PCI selbst wenn der 133mb/s kann ist das nicht Bidirektional. 133mb/s sieht in der Theorie toll aus, erreichst du in der Praxis auf keinen Fall. Abgesehen davon, ist das viel zu wenig für USB 3. Selbst ein PCI-E 1x 1.0 ist zu  LANGSAM für USB 3.0 drum haben die meisten USB 3.0 Karten die echte 5gbit hinbekommen auch einen PCI-E 1x 2.0 oder mindestens einen PCI-E 4x 1.0. Nur damit bekommst du auch echte USB 3.0 Funktionalität. Der Nächste hacken, so nen Adapter brauch Strom, da die USB 3.0 Spezifizierung weit mehr als 500mA vorsieht und das weder nen PCI noch nen PCI-E bieten kann, drum hast du meist noch ein SATA Stromanschluss auf der Karte. 
Reine Interne  Karten gibt es keine, auch bei echten USB 3.0 Karten wird es sehr eng, vorallem für diesen Rechner da du eben eigentlich nen PCI-E 4x brauchst sobald du 2 USB Ports haben möchtest.  Karten mit "Versetzbarer" Slotblende wie du es von Esata kennst gibt es schlicht und einfach nicht, weil es Elektrisch gesehen nicht möglich ist, durch den hohen Strom im USB Kabel brauch es ne spezial abschirmung im Kabel, deswegen sind die Kabel auch weitaus Dicker und mit nem Flachbandkabel oder ähnliches nicht Störungsfrei umsetzbar.

*KURZE AUFGABE*. Tippe aus dem Seitenauszug über USB-3.0-Karten alles von „PCI selbst wenn“ bis hinunter zu „auf der Karte.“ wortgetreu ab. Die Einträge werden nicht gebraucht.

*BEREITGESTELLTE DATEN*.
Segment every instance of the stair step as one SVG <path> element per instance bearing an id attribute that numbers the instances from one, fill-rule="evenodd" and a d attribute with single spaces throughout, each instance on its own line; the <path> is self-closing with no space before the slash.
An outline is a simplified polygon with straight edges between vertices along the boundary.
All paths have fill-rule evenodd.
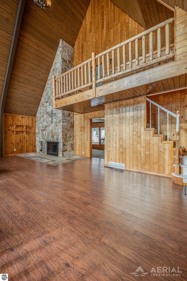
<path id="1" fill-rule="evenodd" d="M 172 176 L 176 177 L 177 178 L 183 178 L 183 179 L 187 179 L 187 175 L 184 174 L 181 174 L 180 175 L 176 175 L 174 173 L 172 173 Z"/>

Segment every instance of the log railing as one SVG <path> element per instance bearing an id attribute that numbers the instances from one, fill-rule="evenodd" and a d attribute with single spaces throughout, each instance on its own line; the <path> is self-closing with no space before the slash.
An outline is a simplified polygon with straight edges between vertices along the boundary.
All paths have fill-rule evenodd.
<path id="1" fill-rule="evenodd" d="M 53 76 L 54 102 L 57 99 L 65 97 L 91 87 L 94 93 L 96 85 L 95 56 L 93 53 L 91 58 L 58 77 Z"/>
<path id="2" fill-rule="evenodd" d="M 174 56 L 173 53 L 170 53 L 170 25 L 174 20 L 170 18 L 97 55 L 98 78 L 96 83 L 104 82 Z M 171 43 L 174 46 L 174 42 Z"/>
<path id="3" fill-rule="evenodd" d="M 168 109 L 166 109 L 163 107 L 161 106 L 159 104 L 156 103 L 150 100 L 148 97 L 146 98 L 146 99 L 149 102 L 149 106 L 150 108 L 150 128 L 152 128 L 152 120 L 151 120 L 151 105 L 153 104 L 158 108 L 158 133 L 159 134 L 160 133 L 160 110 L 165 111 L 167 113 L 167 140 L 169 140 L 169 115 L 171 115 L 176 118 L 176 131 L 179 132 L 179 112 L 177 111 L 176 114 L 175 114 L 171 111 L 170 111 Z M 164 133 L 165 132 L 162 132 Z"/>
<path id="4" fill-rule="evenodd" d="M 160 133 L 160 109 L 165 111 L 167 113 L 167 140 L 169 140 L 169 114 L 171 115 L 176 118 L 176 131 L 175 133 L 175 174 L 179 175 L 179 149 L 180 148 L 179 145 L 179 122 L 180 119 L 180 112 L 177 111 L 176 114 L 173 113 L 171 111 L 165 108 L 159 104 L 156 103 L 148 98 L 146 98 L 147 100 L 149 102 L 150 107 L 150 128 L 151 127 L 151 105 L 155 105 L 158 108 L 158 133 Z M 164 132 L 162 132 L 164 133 Z"/>
<path id="5" fill-rule="evenodd" d="M 57 99 L 88 90 L 93 91 L 95 97 L 97 84 L 123 78 L 173 57 L 174 39 L 170 31 L 174 20 L 170 19 L 96 56 L 92 53 L 91 58 L 58 77 L 54 76 L 54 106 Z"/>

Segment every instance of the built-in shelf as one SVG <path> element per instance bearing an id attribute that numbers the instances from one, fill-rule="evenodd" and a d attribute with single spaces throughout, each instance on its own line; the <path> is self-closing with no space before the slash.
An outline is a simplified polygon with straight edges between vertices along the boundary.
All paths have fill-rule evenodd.
<path id="1" fill-rule="evenodd" d="M 173 165 L 173 166 L 175 166 L 175 163 L 174 163 Z M 179 164 L 179 167 L 183 167 L 183 168 L 187 168 L 187 164 Z"/>
<path id="2" fill-rule="evenodd" d="M 12 124 L 12 126 L 13 126 L 14 128 L 16 128 L 16 126 L 22 126 L 24 127 L 24 129 L 26 129 L 26 127 L 28 126 L 28 125 L 22 125 L 20 124 Z M 16 132 L 24 132 L 24 133 L 25 134 L 26 132 L 28 132 L 28 130 L 13 130 L 12 129 L 12 131 L 14 132 L 14 134 Z"/>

*LÖSUNG UNTEN*.
PCI selbst wenn der 133mb/s kann ist das nicht Bidirektional. 133mb/s sieht in der Theorie toll aus, erreichst du in der Praxis auf keinen Fall. Abgesehen davon, ist das viel zu wenig für USB 3. Selbst ein PCI-E 1x 1.0 ist zu  LANGSAM für USB 3.0 drum haben die meisten USB 3.0 Karten die echte 5gbit hinbekommen auch einen PCI-E 1x 2.0 oder mindestens einen PCI-E 4x 1.0. Nur damit bekommst du auch echte USB 3.0 Funktionalität. Der Nächste hacken, so nen Adapter brauch Strom, da die USB 3.0 Spezifizierung weit mehr als 500mA vorsieht und das weder nen PCI noch nen PCI-E bieten kann, drum hast du meist noch ein SATA Stromanschluss auf der Karte.